* [Goal of the exercise]: In the listing below, how many lines contain the word "audience"? Please respond with the number only.

◇ ◇ ◇ ◇ ◇

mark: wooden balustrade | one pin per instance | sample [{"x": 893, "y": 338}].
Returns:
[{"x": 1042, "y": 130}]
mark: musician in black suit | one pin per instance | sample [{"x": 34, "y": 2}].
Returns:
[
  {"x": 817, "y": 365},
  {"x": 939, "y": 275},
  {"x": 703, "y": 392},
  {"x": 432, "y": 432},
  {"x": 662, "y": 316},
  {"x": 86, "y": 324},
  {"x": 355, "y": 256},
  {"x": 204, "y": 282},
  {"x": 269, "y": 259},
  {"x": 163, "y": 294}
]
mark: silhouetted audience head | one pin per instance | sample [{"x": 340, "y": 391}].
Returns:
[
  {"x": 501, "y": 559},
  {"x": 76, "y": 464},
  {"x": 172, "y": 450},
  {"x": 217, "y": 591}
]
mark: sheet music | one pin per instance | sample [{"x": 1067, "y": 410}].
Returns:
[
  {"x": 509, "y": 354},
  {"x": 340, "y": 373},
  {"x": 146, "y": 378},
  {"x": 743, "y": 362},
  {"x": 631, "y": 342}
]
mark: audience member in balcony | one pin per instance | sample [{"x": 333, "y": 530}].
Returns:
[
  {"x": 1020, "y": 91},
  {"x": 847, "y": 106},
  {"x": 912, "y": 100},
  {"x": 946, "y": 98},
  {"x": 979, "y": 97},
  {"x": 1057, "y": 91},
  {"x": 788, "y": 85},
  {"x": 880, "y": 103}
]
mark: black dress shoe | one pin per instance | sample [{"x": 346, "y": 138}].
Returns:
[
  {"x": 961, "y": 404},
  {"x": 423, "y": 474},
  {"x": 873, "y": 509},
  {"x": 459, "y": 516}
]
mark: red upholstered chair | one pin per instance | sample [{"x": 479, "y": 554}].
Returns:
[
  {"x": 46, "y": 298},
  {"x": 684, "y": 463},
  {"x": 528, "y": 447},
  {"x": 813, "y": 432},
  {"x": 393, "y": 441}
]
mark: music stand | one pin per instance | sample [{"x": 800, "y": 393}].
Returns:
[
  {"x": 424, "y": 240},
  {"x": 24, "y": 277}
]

◇ ◇ ◇ ◇ ◇

* [Reply]: 2